_INSTRUCTIONS FOR THE TASK_
Transcribe the records word for word. Leave every picture out.

_DATA TO EXAMINE_
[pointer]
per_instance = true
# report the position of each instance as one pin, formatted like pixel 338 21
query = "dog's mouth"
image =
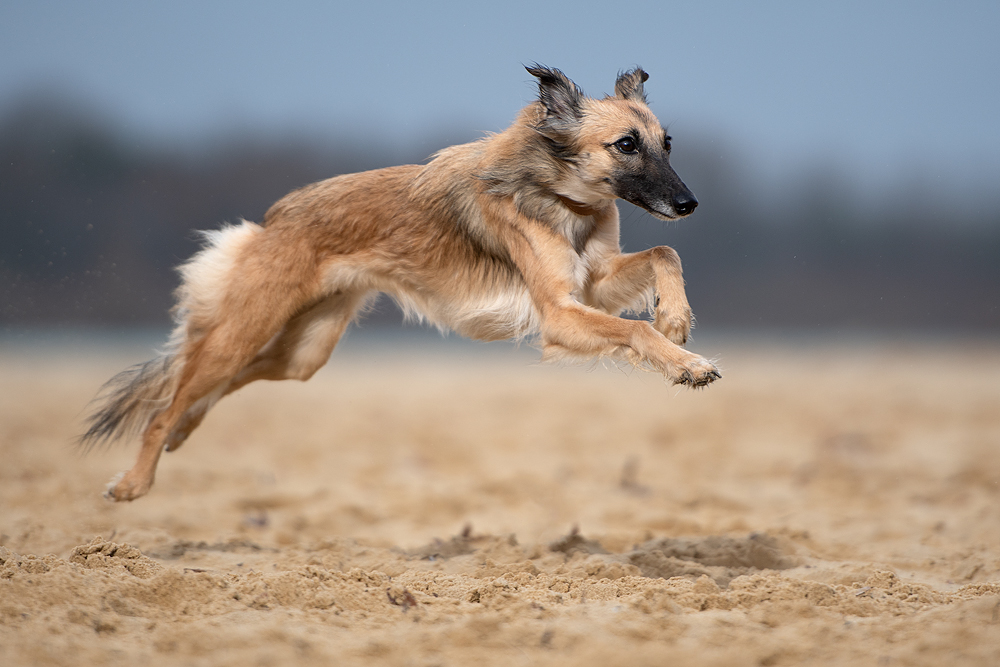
pixel 669 210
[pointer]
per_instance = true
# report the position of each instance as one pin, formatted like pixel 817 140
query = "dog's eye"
pixel 627 145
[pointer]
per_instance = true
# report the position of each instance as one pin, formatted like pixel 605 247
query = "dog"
pixel 513 235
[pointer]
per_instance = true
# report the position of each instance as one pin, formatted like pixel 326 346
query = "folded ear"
pixel 560 97
pixel 629 85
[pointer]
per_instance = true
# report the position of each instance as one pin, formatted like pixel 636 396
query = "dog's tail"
pixel 130 399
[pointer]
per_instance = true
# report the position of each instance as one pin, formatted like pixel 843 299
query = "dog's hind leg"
pixel 300 349
pixel 209 364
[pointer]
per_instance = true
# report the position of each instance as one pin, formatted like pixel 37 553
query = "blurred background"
pixel 846 156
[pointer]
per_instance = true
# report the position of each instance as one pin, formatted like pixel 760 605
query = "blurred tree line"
pixel 93 226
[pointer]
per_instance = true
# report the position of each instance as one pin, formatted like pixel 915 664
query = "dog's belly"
pixel 509 314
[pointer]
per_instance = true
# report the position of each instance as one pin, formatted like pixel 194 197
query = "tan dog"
pixel 512 235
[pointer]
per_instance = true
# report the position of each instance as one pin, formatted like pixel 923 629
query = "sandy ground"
pixel 822 504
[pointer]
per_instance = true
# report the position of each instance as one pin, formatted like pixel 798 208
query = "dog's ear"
pixel 559 96
pixel 629 85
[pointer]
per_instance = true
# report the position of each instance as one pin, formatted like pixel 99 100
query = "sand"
pixel 825 504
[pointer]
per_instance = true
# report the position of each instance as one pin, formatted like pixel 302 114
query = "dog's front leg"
pixel 572 329
pixel 629 280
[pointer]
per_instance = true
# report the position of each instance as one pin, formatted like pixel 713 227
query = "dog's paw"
pixel 676 328
pixel 697 372
pixel 122 488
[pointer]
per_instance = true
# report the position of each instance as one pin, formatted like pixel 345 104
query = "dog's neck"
pixel 582 210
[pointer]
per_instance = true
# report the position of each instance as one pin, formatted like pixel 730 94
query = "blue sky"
pixel 882 90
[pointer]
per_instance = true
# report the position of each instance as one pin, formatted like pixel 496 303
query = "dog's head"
pixel 612 147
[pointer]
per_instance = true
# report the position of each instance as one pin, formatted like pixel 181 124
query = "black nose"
pixel 684 204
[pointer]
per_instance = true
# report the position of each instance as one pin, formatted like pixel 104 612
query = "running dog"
pixel 514 235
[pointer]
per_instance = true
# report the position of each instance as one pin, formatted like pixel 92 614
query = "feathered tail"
pixel 130 399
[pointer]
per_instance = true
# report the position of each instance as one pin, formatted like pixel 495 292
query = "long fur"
pixel 511 236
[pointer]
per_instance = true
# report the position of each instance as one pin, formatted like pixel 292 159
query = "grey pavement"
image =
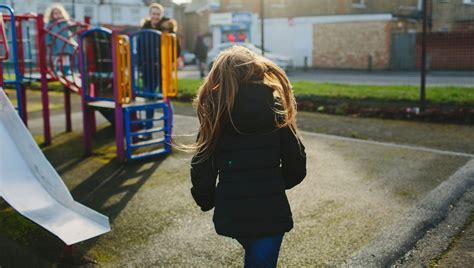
pixel 355 191
pixel 434 78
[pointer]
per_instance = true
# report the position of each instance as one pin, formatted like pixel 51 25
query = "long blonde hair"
pixel 49 12
pixel 215 98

_SOLUTION FOR THIS TASK_
[pointer]
per_instance = true
# report the position of each instance as one pin, formatted like pixel 338 21
query = "dog's mouth"
image =
pixel 669 210
[pointer]
per_instance = true
# report the position of each instance as one pin, formatted like pixel 817 140
query = "dog's eye"
pixel 627 145
[pointer]
per_instance = true
# report the position of each instance as one pin, formatted like pixel 605 247
query = "dog"
pixel 513 235
[pointer]
per_instance = true
# report the position of each instance as one pin, formatted like pixel 326 346
query = "folded ear"
pixel 560 97
pixel 629 85
[pointer]
per_instance = true
# report the position of each instance as one pin, formatted like pixel 636 396
query = "dog's tail"
pixel 130 399
[pointer]
per_instance = true
# report the position of each instance as one pin, formatted like pixel 843 299
query = "dog's hind leg"
pixel 300 349
pixel 209 364
[pointer]
per_instance = true
# report the position of each instance as one pin, formatted like pixel 37 553
query = "blurred background"
pixel 846 156
[pointer]
per_instance = true
# report the position of each instance as one pin, formatted like pixel 760 605
query = "blurred tree line"
pixel 93 226
[pointer]
per_instance = true
# report the position of each instance as one pin, formatted like pixel 915 664
query = "dog's belly"
pixel 509 314
[pointer]
per_instance = true
# report the position of each instance as one pin, formatted like pixel 194 197
query = "tan dog"
pixel 512 235
[pointer]
per_instance = true
# report the position of each instance as one pin, formatted like pixel 923 629
query = "sandy ground"
pixel 822 504
[pointer]
per_instance = true
# report the position of each instance as one pin, formatted like pixel 798 208
query = "dog's ear"
pixel 559 96
pixel 629 85
[pointer]
per_instance = true
# report the position of each instance as one pin, formatted like pixel 99 100
query = "sand"
pixel 825 504
[pointer]
per_instance = true
# report the position of each instance as one pin, formatted like pixel 302 114
query = "dog's front leg"
pixel 572 329
pixel 629 280
[pointer]
per_instance = true
# report the position of each instance as one pin, formatted like pixel 713 227
query = "dog's paw"
pixel 676 328
pixel 697 372
pixel 122 488
[pointer]
per_instance = true
# report the position of each instance as one pin, formatted like pixel 345 104
query = "dog's neck"
pixel 582 210
[pointer]
per_instance = true
# report the position of each instance as one pin, formatted like pixel 730 94
query = "blue sky"
pixel 882 90
[pointer]
per_instance = true
# report the position of each instance as one pin, formatted like pixel 496 303
query = "dog's head"
pixel 612 147
[pointer]
per_instance = true
# report the position of each instance as one pin, formatted like pixel 181 124
query = "black nose"
pixel 684 204
[pointer]
per_instance = true
# report the position of each instance as one pin, formatted like pixel 104 612
query = "running dog"
pixel 514 235
[pointer]
per_instance = true
# report the position of each instance as one pin, formatted like pixel 92 614
query = "feathered tail"
pixel 130 399
[pointer]
per_instance = true
# report the position of each instance as one pin, formatted like pixel 495 292
query = "long fur"
pixel 511 236
[pointer]
per_instance = true
# report the position of each instance as one pin, formatted like pixel 292 159
query = "grey pavement"
image =
pixel 355 191
pixel 434 78
[pointer]
per_instance = true
# report the position of each instance as one pin, formatted like pixel 51 25
query = "long blonde hair"
pixel 49 12
pixel 215 98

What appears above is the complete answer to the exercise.